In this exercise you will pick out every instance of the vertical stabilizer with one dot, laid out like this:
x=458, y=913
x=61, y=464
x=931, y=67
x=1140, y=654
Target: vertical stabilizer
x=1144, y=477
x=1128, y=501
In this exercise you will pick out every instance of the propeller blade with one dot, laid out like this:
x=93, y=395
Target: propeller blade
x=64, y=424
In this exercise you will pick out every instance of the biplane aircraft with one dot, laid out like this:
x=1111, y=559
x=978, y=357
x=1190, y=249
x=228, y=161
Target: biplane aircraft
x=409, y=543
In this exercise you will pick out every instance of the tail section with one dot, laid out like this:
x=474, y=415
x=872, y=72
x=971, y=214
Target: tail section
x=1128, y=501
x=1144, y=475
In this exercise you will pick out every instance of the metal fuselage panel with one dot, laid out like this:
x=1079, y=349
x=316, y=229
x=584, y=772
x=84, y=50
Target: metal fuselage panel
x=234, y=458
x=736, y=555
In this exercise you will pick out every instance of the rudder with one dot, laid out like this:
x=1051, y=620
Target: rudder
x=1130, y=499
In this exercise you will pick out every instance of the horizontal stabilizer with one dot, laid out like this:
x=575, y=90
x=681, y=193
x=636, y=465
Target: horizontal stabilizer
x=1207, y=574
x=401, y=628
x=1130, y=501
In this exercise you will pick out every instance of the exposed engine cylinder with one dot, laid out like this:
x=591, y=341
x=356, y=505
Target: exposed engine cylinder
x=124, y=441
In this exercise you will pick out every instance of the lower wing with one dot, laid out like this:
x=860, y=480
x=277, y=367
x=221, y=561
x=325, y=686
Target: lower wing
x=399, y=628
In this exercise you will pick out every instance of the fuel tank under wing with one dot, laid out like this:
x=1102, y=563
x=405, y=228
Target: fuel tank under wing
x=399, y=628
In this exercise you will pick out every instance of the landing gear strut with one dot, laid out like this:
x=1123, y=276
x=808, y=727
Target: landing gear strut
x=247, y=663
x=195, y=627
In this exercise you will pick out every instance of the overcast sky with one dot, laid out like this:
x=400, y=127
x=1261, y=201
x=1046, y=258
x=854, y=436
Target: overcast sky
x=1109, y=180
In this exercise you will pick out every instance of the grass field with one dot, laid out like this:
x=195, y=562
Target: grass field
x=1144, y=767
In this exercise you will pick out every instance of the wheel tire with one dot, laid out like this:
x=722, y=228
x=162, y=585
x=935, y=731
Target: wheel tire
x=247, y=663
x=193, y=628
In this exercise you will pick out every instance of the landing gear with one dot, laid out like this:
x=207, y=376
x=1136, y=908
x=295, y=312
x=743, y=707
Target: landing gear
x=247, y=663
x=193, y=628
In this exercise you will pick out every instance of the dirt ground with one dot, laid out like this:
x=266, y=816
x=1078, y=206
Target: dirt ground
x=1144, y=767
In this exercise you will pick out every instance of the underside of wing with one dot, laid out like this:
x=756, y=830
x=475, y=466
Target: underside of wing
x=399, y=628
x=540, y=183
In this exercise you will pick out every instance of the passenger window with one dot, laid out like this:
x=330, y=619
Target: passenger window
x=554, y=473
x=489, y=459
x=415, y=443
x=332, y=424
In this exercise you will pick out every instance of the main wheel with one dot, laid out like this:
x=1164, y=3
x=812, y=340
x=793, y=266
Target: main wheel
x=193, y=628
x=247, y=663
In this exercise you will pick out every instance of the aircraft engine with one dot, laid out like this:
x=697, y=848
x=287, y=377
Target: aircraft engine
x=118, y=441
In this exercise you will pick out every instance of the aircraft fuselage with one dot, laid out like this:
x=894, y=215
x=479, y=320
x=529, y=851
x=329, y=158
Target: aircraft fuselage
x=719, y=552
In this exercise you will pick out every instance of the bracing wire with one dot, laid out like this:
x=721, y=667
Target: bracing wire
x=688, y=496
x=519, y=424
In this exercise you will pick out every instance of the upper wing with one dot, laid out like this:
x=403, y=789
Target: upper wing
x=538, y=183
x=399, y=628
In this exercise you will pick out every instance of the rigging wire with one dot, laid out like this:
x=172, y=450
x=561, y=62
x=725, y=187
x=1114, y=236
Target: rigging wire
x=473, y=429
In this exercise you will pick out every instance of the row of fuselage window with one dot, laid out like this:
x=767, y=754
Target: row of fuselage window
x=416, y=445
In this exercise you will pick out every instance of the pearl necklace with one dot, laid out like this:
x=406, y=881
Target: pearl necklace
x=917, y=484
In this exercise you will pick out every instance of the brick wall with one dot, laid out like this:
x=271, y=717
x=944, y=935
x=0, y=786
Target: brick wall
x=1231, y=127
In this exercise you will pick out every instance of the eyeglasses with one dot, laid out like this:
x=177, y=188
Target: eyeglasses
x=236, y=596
++++++++++
WHAT TO PRODUCE:
Print the whole listing above once more, reproducing every line word for word.

FULL RESPONSE:
In this exercise you will pick out every instance of the vertical stabilizer with one dot, laid out like this:
x=458, y=913
x=61, y=464
x=931, y=67
x=1140, y=654
Target: vertical stabilizer
x=1144, y=477
x=1128, y=501
In this exercise you will pick out every instance of the propeller blade with one dot, laid out like this:
x=93, y=395
Target: propeller blade
x=64, y=424
In this exercise you will pick out every instance of the biplane aircraft with one dot, laid out like this:
x=1111, y=559
x=978, y=357
x=1190, y=249
x=228, y=161
Target: biplane aircraft
x=409, y=543
In this exercise you will pick out every instance of the tail section with one dot, laid out like this:
x=474, y=415
x=872, y=72
x=971, y=214
Target: tail section
x=1128, y=501
x=1144, y=475
In this exercise you will pick out every instance of the metal fuselage panel with one dot, laid out like this:
x=1079, y=349
x=316, y=229
x=584, y=772
x=84, y=50
Target: metal fuselage panel
x=234, y=458
x=736, y=555
In this exercise you will pick out every instance of the rudder with one dot, laid out like this:
x=1051, y=620
Target: rudder
x=1130, y=499
In this exercise you will pick out every instance of the horizontal stabilizer with one dot, laid out like this:
x=575, y=90
x=681, y=193
x=636, y=465
Target: horizontal stabilizer
x=1207, y=574
x=401, y=628
x=1130, y=501
In this exercise you will pick out every instance of the exposed engine cylinder with one dot, laid out like this:
x=591, y=341
x=356, y=505
Target: exposed engine cylinder
x=124, y=441
In this exercise you will pick out every instance of the lower wing with one dot, laid out like this:
x=860, y=480
x=277, y=367
x=221, y=561
x=325, y=686
Target: lower wing
x=399, y=628
In this exercise you will pick out every instance of the fuel tank under wing with one dot, laid out like this:
x=1102, y=563
x=405, y=228
Target: fuel tank under wing
x=399, y=628
In this exercise you will pick out every instance of the landing gear strut with one dot, laid out like this:
x=1123, y=276
x=808, y=727
Target: landing gear strut
x=247, y=663
x=195, y=627
In this exercise you will pick out every instance of the overcast sky with one dot, laid out like this:
x=400, y=127
x=1261, y=201
x=1046, y=258
x=854, y=436
Target: overcast sky
x=1109, y=180
In this exercise you will pick out every instance of the grass field with one dot, laid out like this:
x=195, y=562
Target: grass field
x=1144, y=767
In this exercise you will pick out every instance of the wheel tire with one dot, laid out like this:
x=722, y=228
x=162, y=585
x=935, y=731
Target: wheel tire
x=247, y=663
x=193, y=628
In this exercise you will pick out every instance of the landing gear with one dot, laid out like this:
x=207, y=376
x=1136, y=908
x=295, y=312
x=743, y=707
Target: landing gear
x=247, y=663
x=193, y=628
In this exercise you will pick out every instance of the dirt ground with one dot, laid out like this:
x=266, y=816
x=1078, y=206
Target: dirt ground
x=1144, y=767
In this exercise you will pick out every instance of the underside of wing with one dot, laid out like this:
x=756, y=830
x=475, y=466
Target: underside of wing
x=399, y=628
x=540, y=183
In this exercise you will pick out every instance of the passenger window with one dot, laid out like this:
x=330, y=619
Target: passenger window
x=554, y=473
x=489, y=459
x=415, y=443
x=332, y=424
In this exercise you will pick out every instance of the main wheel with one dot, laid out like this:
x=1164, y=3
x=812, y=340
x=793, y=266
Target: main wheel
x=193, y=628
x=247, y=663
In this exercise you will pick out every instance of the aircraft engine with one dot, laid out like this:
x=697, y=848
x=287, y=377
Target: aircraft engine
x=118, y=441
In this exercise you will pick out every instance of the aircraft fuselage with one dot, laid out like this:
x=894, y=215
x=479, y=320
x=529, y=851
x=329, y=158
Target: aircraft fuselage
x=719, y=552
In this exercise you will pick out every instance of the bracing wire with one dot, laid out like this:
x=721, y=667
Target: bracing wire
x=688, y=496
x=519, y=424
In this exercise you will pick out every instance of the upper wing with one dot, laid out like this:
x=403, y=789
Target: upper wing
x=538, y=183
x=399, y=628
In this exercise you will pick out every instance of the rigging wire with one dot, laid out like this:
x=172, y=450
x=561, y=62
x=725, y=187
x=1114, y=236
Target: rigging wire
x=473, y=429
In this exercise you will pick out every instance of the row of fuselage window with one dot, laid out like this:
x=767, y=754
Target: row of fuselage window
x=416, y=445
In this exercise you will pick out every instance of the pearl necklace with one dot, laid out like this:
x=406, y=881
Target: pearl necklace
x=917, y=484
In this exercise you will pick out every instance of the brick wall with one dot, laid out like this:
x=271, y=717
x=944, y=935
x=0, y=786
Target: brick wall
x=1231, y=127
In this exercise you will pick out every instance of the eyeglasses with one dot, laid out like this:
x=177, y=188
Target: eyeglasses
x=236, y=596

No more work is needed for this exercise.